**TEXT SEGMENT**

════════════════════

Collectively, our global human community is facing an unprecedented challenge. Together, we find ourselves in the grip of history, like it or not, as we stare down the invisible foe called COVID-19, a pandemic that may forever alter how, and what, we consider to be a regular, a “normal,” existence. As best as we can tell, based largely on the expertise of both scientists and sociologists, our “normal” will be something new. Improved, different, better, worse - only time will tell, combined with the decisions, behaviors and attitudes we all assume and display as we contribute to the definition of what this will eventually mean.
The fear and apprehension we are experiencing is not just an adult dilemma. While they may not fully comprehend the public health and economic intricacies of what we collectively face, children of all ages are experiencing some significant impacts. “I can’t go to school. I can’t see my friends. The park is closed. My parents are worried. Some of my relatives are sick. We need to cover our faces. What does this all mean? How did this happen? When will it get better? What can I do?” These questions are both real and reasonable. They deserve attention, consideration and answers.
Consider the possibilities.
My educational advocacy efforts, through my book and website both titled The Education Kids Deserve, as well as these weekly blog posts, focus on the reinvention of what kids experience in school. I continue to advocate for opportunities that are personalized, not standardized. Opportunities that utilize the curiosity of the learner and capitalizes on their creativity rather than trampling these powerful gifts. I long for a system where kids get to ask the questions that matter to them, and to be allowed to pursue learning activities that are based on guided inquiry, rather than the soulless quest of finding the “right” answer to someone else’s question. I call for a powerful shift in the task and influence of teachers to become true facilitators of discovery, rather than keepers and arbitrators of the facts.
Today, millions of American school children are experiencing distance learning. Their classroom is now a virtual space. I understand that this may be a huge challenge for them, their parents and their teachers. While we have tinkered around the edges of technology-based learning in recent years, no one could have conceived that within a period of a few weeks that this would be the only avenue of instruction. Kudos to all of the educational professionals that are confronted with making sense of this new reality.

════════════════════

**TASKS TO PERFORM**
A. List every question in the quoted passage of the pandemic essay that voices children's concerns.
B. According to the pandemic essay, what title do the author's book and website share?
C. Write a continuation of the essay on the pandemic and children's education, beginning after its final sentence.

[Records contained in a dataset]
════════════════════

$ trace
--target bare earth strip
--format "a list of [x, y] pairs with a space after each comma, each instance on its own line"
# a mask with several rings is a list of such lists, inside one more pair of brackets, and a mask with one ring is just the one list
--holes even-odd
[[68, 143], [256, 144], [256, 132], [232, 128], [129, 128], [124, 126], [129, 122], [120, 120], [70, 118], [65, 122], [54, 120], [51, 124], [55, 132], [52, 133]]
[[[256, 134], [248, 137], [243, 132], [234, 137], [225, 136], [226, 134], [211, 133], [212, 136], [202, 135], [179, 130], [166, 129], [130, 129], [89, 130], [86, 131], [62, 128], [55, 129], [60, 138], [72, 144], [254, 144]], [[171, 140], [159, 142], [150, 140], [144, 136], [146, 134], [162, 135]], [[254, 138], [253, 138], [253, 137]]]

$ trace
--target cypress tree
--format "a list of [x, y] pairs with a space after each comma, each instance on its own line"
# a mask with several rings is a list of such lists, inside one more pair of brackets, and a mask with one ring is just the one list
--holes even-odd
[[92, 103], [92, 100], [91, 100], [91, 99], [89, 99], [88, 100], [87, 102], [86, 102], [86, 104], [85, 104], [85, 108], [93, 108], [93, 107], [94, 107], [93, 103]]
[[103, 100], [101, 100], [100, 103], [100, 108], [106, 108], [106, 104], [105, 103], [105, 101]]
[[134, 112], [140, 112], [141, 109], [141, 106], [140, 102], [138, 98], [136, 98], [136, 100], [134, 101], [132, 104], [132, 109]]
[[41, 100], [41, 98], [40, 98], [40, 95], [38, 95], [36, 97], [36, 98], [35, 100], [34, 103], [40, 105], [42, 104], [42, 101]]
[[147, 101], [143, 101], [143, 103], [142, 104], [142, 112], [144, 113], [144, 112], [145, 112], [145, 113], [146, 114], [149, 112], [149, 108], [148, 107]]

════════════════════

**RESPONSES FOR EACH TASK**
A.
What does this all mean?
How did this happen?
When will it get better?
What can I do?

B. Both are titled The Education Kids Deserve.

C.
I’m reminded of a quote attributed to Albert Einstein: “In the middle of difficulty lies opportunity.” We have an opportunity, and we’re obligated to get it right.
Here’s what we must not do. We must not create a virtual sequence of electronic work sheets. We must not resort to creating packets, check lists and arbitrary, disjointed, and frequently meaningless, tasks under the guise of learning. This would represent a disturbing misuse of the potential this instructional arena holds. Even worse, it would be a waste of everyone’s time and effort.
We can, and must, do better.
Oh, the possibilities.
I challenge individual educators, and the systems they work within, to consider the previously mentioned observations and questions of kids themselves, notions that are rooted in fear and frustration.
I can’t go to school.
I can’t see my friends.
The park is closed.
My parents are worried.
Some of my relatives are sick.
We need to cover our faces.
What does this all mean?
How did this happen?
When will it get better?
What can I do?
These questions and sincere concerns could serve as the fulcrum of truly relevant educational experiences for American kids. If, of course, we’re willing to create opportunities for that to happen.
With the virtual guidance of their teachers, kids are sitting in front of some powerful equipment. In addition to allowing for effective communication, the screens kids now rely on are amazing windows for research and allow for the production of a wide array of creative content. They have the tools, again with the expertise and guidance of their teachers, to discover answers to their questions; answers that may very well lead them to some fascinating and meaningful inquiry. And may lead to some powerful learning.
Talk about possibilities! Our collective predicament is ripe with opportunities for discovery, the “teachable moment.” If I ruled the world right now, these are the topics we would be investigating in American classrooms across all content areas and disciplines of study.
Science and health
What is a virus?
How are viruses spread?
What are vaccines and how are they developed?
What do statistics tell us?
What are predictive models and how are they generated?
History and social sciences
What is a pandemic?
Do population density and globalization impact a pandemic?
Have there been other pandemics in history? What effects did they have?
What psychological effects do people experience?
Language arts and literature
Research the history of a COVID-19 victim and write their biography.
Write an essay that describes how this experience has touched and effected you.
Create a poem that reflects your experience.
Collect these reflective pieces and publish them.
Fine and performing arts
Write a one act play, a piece of music or choreograph a dance that focuses on our common experience.
Create 2D and 3D visual representations of your feelings in a variety of mediums.
Identify and study examples of visual and performance art from historical periods of significant societal impact.
You get the idea. The list of potential discovery points is virtually endless. But, here's the magic in this, the powerful imbedded educational impact. Every one of us, kids and adults, are sharing a common experience. The playing field is level. Zip codes don’t matter. Poverty or wealth do not differentiate what we are going through. All of the questions, confusion, fear and frustration we have in common will guarantee relevant learning experiences for kids if we face them. And that, my friends, is the education kids deserve.
Consider the possibilities. And stay well.